▸ **Brief**
Rewrite the part of the data that opens with the line containing "Pin every instance of the beige" and runs through the end of the data, requests included. Scale every x and y coordinate in the answers by 0.65 and round to whole numbers, with halves rounding up.
------------------------------------------------
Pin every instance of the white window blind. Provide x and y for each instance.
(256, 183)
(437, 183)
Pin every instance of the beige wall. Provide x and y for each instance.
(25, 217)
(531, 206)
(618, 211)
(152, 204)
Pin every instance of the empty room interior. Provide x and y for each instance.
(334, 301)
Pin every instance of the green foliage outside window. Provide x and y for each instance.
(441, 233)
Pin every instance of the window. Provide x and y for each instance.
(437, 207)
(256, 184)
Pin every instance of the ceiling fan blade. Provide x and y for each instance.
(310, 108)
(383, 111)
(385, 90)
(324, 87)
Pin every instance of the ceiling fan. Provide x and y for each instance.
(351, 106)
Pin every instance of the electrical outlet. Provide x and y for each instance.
------------------------------------------------
▸ **Task solution**
Pin every instance of the beige wall. Provide x and y for each instance.
(16, 141)
(345, 134)
(402, 137)
(99, 133)
Pin every instance of the empty room interior. Provide x and y for each instance.
(217, 196)
Pin every instance of the green foliage outside window. Provide x and y for each instance.
(287, 151)
Pin every instance of the window. Provide x and y for each instance.
(284, 135)
(166, 120)
Pin every instance of the ceiling fan blade. Provide x and y for each instance.
(202, 70)
(249, 72)
(250, 59)
(211, 57)
Pin every instance of the ceiling fan. Provide x and y for each instance.
(228, 69)
Pin every instance of the electrical outlet. Provide x and y for each instance.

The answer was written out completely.